PASSAGE PROVIDED —
--------------------

Purpose: : Previous experiments have demonstrated that elevating vitreal glucose levels, either by short-term diabetes,or intraocular glucose delivery in rats rendered the retina resistant to subsequent metabolic insults, such as acute high-intraocluar pressure-induced ischaemic retinal injury or experimental glaucomatous optic neuropathy. The present study aimed to elucidate the mechanisms involved in this protective response in vitro.

Methods: : Retinal cultures comprising neurons and glia were treated with the mitochondrial complex I inhibitor, rotenone (10nm-100μM), for up to 24 hours. Transporters for gluocse and monocarboxylates were respectively inhibited by specific blockers to test whether metabolic coupling was involved in the mechanism. In some cases glucose(25mM) or the alternate energy substrates, pyruvate or lactate, and/or inhibitors of glycolysis or the pentose phosphate pathway (PPP) were also applied.Analysis of cell viability was by immunocytochemistry, immunoblotting and cytotoxicity assays as well as by TUNEL for apoptosis detection. Other metabolic assessments were undertaken by determining alterations in cellular levels of ATP, reactive oxygen species (ROS) and NAD(P)H.

--------------------

Saved data entries
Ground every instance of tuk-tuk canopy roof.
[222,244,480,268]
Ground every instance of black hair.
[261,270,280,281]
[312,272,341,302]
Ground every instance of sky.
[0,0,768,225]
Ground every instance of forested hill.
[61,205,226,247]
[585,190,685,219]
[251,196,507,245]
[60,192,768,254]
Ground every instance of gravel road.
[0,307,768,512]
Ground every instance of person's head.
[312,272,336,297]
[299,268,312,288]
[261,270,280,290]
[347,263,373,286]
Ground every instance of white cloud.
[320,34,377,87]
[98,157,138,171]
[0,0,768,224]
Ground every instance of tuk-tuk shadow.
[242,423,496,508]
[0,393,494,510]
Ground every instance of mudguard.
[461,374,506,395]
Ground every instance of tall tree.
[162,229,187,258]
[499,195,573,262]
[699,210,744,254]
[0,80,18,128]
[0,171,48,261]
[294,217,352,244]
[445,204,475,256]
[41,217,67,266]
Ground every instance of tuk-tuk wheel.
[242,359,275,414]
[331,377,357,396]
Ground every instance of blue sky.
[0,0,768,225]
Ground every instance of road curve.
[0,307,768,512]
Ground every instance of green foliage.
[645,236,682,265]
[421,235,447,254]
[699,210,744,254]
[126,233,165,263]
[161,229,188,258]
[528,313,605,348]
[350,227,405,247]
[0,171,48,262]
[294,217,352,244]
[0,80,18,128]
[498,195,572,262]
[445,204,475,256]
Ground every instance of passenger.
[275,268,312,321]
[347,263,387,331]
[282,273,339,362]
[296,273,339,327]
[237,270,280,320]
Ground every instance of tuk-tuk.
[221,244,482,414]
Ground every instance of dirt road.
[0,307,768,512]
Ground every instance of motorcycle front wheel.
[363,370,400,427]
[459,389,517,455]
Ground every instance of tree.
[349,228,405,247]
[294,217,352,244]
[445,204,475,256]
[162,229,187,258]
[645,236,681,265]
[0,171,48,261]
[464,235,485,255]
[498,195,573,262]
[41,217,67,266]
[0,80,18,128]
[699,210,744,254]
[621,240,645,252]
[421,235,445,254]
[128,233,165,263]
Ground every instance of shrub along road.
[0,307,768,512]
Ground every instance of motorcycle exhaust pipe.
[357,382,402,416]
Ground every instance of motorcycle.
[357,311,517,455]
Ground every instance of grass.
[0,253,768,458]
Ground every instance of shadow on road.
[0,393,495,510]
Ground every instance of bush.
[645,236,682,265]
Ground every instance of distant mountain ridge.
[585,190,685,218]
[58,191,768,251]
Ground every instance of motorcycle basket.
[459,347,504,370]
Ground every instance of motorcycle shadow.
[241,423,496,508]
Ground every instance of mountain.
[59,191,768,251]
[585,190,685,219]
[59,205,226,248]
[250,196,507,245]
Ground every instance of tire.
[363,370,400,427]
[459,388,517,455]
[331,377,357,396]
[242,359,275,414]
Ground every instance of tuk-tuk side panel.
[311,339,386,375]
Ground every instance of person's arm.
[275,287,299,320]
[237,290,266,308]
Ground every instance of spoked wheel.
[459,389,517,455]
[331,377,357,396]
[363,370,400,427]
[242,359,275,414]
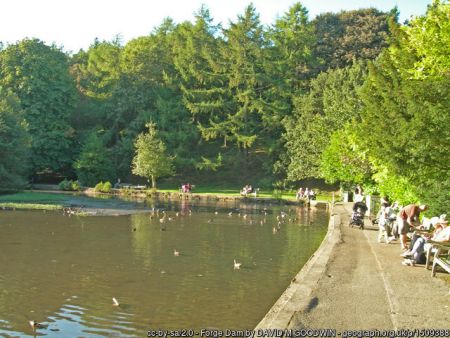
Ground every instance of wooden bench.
[426,241,450,277]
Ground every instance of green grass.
[158,186,333,202]
[0,202,63,210]
[0,191,67,204]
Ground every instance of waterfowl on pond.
[234,260,242,270]
[28,320,47,331]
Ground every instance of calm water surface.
[0,197,328,337]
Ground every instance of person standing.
[397,204,428,250]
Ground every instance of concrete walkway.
[289,203,450,330]
[256,203,450,331]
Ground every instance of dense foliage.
[0,0,444,211]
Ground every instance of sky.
[0,0,432,52]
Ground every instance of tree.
[0,39,76,172]
[132,123,173,189]
[320,123,372,186]
[359,1,450,213]
[313,8,396,71]
[0,87,29,189]
[280,61,366,181]
[74,131,115,186]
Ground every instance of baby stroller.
[349,202,367,229]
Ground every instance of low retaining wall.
[84,188,328,208]
[255,203,343,333]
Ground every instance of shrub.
[71,181,81,191]
[94,181,112,192]
[102,181,112,192]
[58,178,72,191]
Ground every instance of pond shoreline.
[255,203,345,328]
[0,188,328,216]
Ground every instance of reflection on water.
[0,198,327,337]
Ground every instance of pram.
[349,202,368,229]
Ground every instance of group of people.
[378,200,450,266]
[295,187,316,201]
[241,184,253,196]
[181,183,194,193]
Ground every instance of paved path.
[289,204,450,330]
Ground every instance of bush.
[102,181,112,192]
[58,178,81,191]
[71,181,81,191]
[94,181,112,192]
[58,179,71,190]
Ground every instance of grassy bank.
[158,186,338,202]
[0,191,67,210]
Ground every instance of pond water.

--------------------

PROBLEM SET —
[1] Using the abstract on glucose and retinal protection, answer these:
(a) Which two metabolic insults did earlier rat experiments show the retina could resist?
(b) What concentration range of rotenone was applied to the retinal cultures, and for up to how long?
(c) Which method was used for apoptosis detection?
[2] Extend the abstract on glucose and retinal protection, picking up right after its final sentence.

RESPONSES IN ORDER —
[1]
(a) Acute high-intraocular pressure-induced ischaemic retinal injury and experimental glaucomatous optic neuropathy.
(b) 10nm to 100μM, for up to 24 hours.
(c) TUNEL.

[2]
Results: : Rotenone concentration-dependently caused the preferential loss of neurons from retinal cultures; glial cells were also affected at higher concentrations (>1μM).Inhibition of transporters for glucose(cytochalasin 10μm) and monocarboxylates (4-CIN 1μm) caused the respective loss of glia or neurons in mixed retinal cell cultures.Cell loss was by apoptosis and necrosis and was preceded by a reduction of cellular ATP and NADH and an increase in ROS levels. Glucose (25mM), but not pyruvate or lactate, was able to dose-dependently counteract the detrimental effects of rotenone; this effect involved a reduction in ROS and an increase in cellular ATP/NAD(P)H and could partially be reversed by PPP or glycolysis inhibition.

Conclusions: : Glucose was able to protect rat retinal cells from rotenone-induced toxicity. Glucose acted via the PPP and glycolytic pathways, and helped to maintain cellular ATP and NAD(P)H levels and to reduce the increase in ROS. These data have implications for treatment of retinal diseases which involve neuronal metabolic compromise.